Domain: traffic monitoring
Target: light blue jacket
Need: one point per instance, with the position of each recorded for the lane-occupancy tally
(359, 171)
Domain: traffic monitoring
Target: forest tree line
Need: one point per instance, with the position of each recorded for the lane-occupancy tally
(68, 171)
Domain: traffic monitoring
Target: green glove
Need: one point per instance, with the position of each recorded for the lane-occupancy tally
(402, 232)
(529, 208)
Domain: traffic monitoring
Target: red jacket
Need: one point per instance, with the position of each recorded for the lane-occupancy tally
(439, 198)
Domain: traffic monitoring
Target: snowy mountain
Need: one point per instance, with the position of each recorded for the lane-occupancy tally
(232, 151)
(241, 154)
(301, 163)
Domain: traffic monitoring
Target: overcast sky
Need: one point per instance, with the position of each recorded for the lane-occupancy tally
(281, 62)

...

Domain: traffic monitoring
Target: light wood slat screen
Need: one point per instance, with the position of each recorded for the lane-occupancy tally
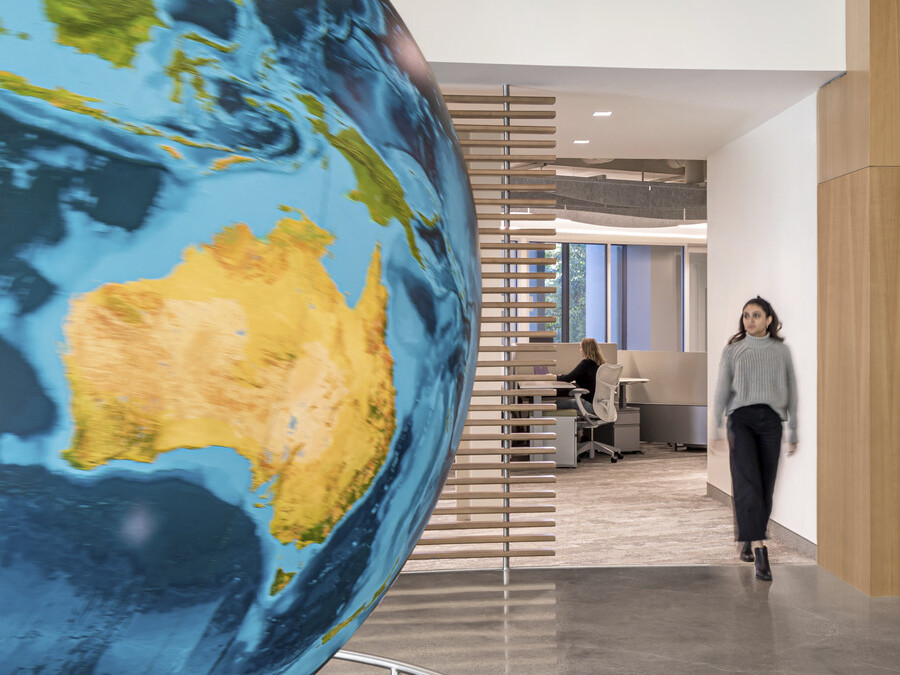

---

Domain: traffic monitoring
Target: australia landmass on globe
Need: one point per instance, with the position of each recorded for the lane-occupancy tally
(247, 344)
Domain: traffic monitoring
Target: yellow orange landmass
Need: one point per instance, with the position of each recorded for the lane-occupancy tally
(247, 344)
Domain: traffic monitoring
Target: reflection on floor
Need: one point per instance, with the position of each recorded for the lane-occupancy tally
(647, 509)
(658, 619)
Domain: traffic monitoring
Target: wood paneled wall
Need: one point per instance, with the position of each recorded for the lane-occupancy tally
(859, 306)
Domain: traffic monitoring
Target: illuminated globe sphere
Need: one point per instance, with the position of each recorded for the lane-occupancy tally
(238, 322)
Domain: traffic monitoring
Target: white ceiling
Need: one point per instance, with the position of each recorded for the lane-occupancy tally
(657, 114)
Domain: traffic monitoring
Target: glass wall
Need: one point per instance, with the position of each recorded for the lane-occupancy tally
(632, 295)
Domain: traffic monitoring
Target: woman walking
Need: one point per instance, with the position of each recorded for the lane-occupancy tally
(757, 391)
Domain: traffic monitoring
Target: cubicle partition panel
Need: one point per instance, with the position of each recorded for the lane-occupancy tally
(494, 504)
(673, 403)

Exercise prompt »
Of the lines above, copy each that contains "globe".

Result of this exercise »
Target: australia landmass on globe
Target: illuminated globe sphere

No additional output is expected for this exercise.